## [EXERCISE REQUIREMENTS]
Can the data below be echoed back word for word?

## [DATA IN THIS EXERCISE]
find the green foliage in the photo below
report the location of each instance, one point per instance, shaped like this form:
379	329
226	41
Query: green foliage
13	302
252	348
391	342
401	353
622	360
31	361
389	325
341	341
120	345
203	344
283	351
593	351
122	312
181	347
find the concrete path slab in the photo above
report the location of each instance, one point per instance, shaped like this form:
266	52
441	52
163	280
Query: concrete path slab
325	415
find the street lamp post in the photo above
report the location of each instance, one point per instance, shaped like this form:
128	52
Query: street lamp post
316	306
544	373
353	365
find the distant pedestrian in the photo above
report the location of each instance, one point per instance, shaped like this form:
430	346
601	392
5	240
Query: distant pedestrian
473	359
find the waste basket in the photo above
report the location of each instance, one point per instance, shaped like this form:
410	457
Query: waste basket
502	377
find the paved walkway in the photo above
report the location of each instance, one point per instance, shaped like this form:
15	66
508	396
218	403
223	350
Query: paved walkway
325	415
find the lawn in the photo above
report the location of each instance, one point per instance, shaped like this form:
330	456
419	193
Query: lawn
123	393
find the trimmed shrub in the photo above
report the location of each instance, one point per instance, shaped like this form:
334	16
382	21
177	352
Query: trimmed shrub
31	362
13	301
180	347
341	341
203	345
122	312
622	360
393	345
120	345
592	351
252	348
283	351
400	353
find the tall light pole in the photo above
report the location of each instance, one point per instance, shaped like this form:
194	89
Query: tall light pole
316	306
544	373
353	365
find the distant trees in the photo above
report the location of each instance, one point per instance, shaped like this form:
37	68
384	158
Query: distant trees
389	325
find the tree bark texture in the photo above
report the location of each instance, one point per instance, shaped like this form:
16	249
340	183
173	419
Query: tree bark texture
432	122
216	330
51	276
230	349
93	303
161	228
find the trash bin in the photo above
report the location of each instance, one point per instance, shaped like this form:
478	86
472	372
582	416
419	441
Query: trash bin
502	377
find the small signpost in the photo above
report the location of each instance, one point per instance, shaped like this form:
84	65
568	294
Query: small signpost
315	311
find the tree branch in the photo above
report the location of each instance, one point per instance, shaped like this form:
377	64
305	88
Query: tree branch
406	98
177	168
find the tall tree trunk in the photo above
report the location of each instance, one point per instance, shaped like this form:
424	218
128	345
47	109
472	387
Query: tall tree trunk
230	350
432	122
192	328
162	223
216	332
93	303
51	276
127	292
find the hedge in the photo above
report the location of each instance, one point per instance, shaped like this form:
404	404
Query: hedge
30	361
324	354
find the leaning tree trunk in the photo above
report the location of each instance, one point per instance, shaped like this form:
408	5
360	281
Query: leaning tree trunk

## [CORRECT ANSWER]
find the green foliage in the photo below
report the location of each instance, one point per instance, shaped like this form:
379	329
226	41
Query: green foliage
13	302
252	348
391	342
401	353
622	360
31	361
389	325
341	341
120	345
203	344
283	351
593	351
122	312
181	347
find the concrete path slab in the photo above
report the location of each instance, one point per instance, shaped like this form:
266	52
441	52
163	280
Query: concrete path slab
325	415
find the street lamp post in the photo above
report the location of each instance, one point per instance, shaped like this form:
128	52
Query: street lamp post
316	306
544	373
353	365
find the distant pedestrian in the photo above
report the location of each instance, one point per instance, shaped like this form:
430	346
601	392
5	240
Query: distant pedestrian
473	359
find the waste basket in the photo above
report the location of each instance, one point per instance, shaped like this form:
410	457
Query: waste basket
502	377
find the paved walkway in the photo above
report the location of each instance, one point per instance, shaped like this form:
15	66
508	396
218	403
223	350
Query: paved walkway
325	415
find the lawn in the photo above
report the location of each instance, one point per instance, shaped like this form:
330	456
419	193
Query: lawn
123	393
find the trimmed shrub in the photo above
report the location of each instance, one point per instance, shaped like this form:
334	16
382	21
177	352
Query: trimmed shrub
31	362
13	301
180	347
341	341
203	345
122	312
622	360
393	345
120	345
592	351
252	348
283	351
400	353
find the tall light pole in the photo above
report the location of each instance, one point per instance, shaped like this form:
194	89
Query: tall light pole
316	306
544	373
353	365
find the distant trees in the photo above
report the location of each instance, one point per instance, shaped like this form:
37	68
384	158
Query: distant trees
389	325
find the tree bark texture in the photo above
report the location of each instance, one point per instance, shaped like this form:
16	249
340	183
173	419
Query: tree bark texture
432	122
216	330
51	276
230	349
93	303
161	228
find the trash bin in the photo above
report the location of each instance, one point per instance, shaped like this form:
478	86
472	372
582	416
419	441
Query: trash bin
502	377
find the small signpost in the photo above
report the location of each instance, one point per instance, shaped like this form:
84	65
568	294
Query: small signpost
315	311
find the tree branch in the photo above
report the location of each instance, one point per instance, shaped like this form:
377	64
305	88
Query: tree branch
406	98
177	168
find the tall tree trunk in the photo above
report the location of each instance, one point per instance, shaped like this form:
424	218
128	345
47	109
472	387
Query: tall tree trunk
230	350
432	122
192	328
162	223
216	332
93	303
51	276
127	292
find the hedge in the photo above
report the location of each instance, one point per instance, shaped like this form:
404	404
Query: hedge
30	361
324	354
find the leaning tree trunk in the photo above
report the location of each instance, one point per instance, shaped like this form:
408	5
360	281
Query: leaning tree trunk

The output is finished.